» Aim of the task
Retype, word for word, the part of the stem cell research profile that opens with the words containing "Panel depicting the" and closes with "pluripotent stem cells.".

### Exercise passage

In 2003 and following his PhD, José moved to Professor Austin Smith's laboratory at the University of Edinburgh as an EMBO post-doctoral fellow to investigate factors involved in nuclear reprogramming. This work has led to the identification of Nanog as the first defined gene with nuclear reprogramming capacity in the conversion of a somatic cell into pluripotency. In 2008 José started his own lab at the Cambridge Stem Cell Institute investigating mechanisms of nuclear reprogramming. Currently, José is a Wellcome-Trust Senior Research Fellow. His work has defined roles and mechanisms by which the key drivers of nuclear reprograming work. He is also applying this acquired knowledge into other biological contexts such as X-chromosome-inactivation and stem cell potency.

 

Funding

Wellcome, Medical Research Council (MRC), Biotechnology and Biological Sciences Research Council (BBSRC), Cambridge Trust and Darwin Trust of Edinburgh.

 

External links

Click here to visit the Lab's external website

 

850 Silva research image 2 1ratio

Panel depicting the appearance of induced pluripotent stem cells (green) from an identified pre-determined to reprogram cell population (red). Non-red cells (grey and blue only) failed to acquire reprogramming competence. (Credit Chibeza Agley) 

 

Research

Naïve pluripotent stem cells are the cell pillar of development as they give rise to all cell types of the body. My lab research is centered on the understanding of the biology underlying the in vitro generation of naïve pluripotent stem cells via nuclear reprogramming. We then make use of the acquired knowledge to also study the principles governing cell identity change, cell potency, epigenetic regulation and the mechanisms regulating developmental processes taking place in naïve pluripotent stem cells.

######
### Information provided

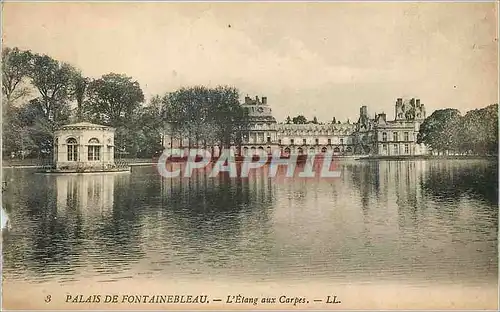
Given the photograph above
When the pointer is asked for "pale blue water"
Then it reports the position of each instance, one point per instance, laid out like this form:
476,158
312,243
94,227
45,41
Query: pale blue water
412,221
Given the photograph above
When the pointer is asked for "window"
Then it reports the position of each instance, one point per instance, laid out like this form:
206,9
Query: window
72,149
94,152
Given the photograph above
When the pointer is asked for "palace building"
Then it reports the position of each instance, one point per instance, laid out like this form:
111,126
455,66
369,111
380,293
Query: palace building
368,136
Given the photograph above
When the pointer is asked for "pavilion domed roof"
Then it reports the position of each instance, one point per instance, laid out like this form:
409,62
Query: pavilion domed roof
83,125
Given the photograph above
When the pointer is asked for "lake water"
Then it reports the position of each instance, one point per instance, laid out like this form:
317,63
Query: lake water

######

» Result of the exercise
Panel depicting the appearance of induced pluripotent stem cells (green) from an identified pre-determined to reprogram cell population (red). Non-red cells (grey and blue only) failed to acquire reprogramming competence. (Credit Chibeza Agley) 

 

Research

Naïve pluripotent stem cells are the cell pillar of development as they give rise to all cell types of the body. My lab research is centered on the understanding of the biology underlying the in vitro generation of naïve pluripotent stem cells via nuclear reprogramming. We then make use of the acquired knowledge to also study the principles governing cell identity change, cell potency, epigenetic regulation and the mechanisms regulating developmental processes taking place in naïve pluripotent stem cells.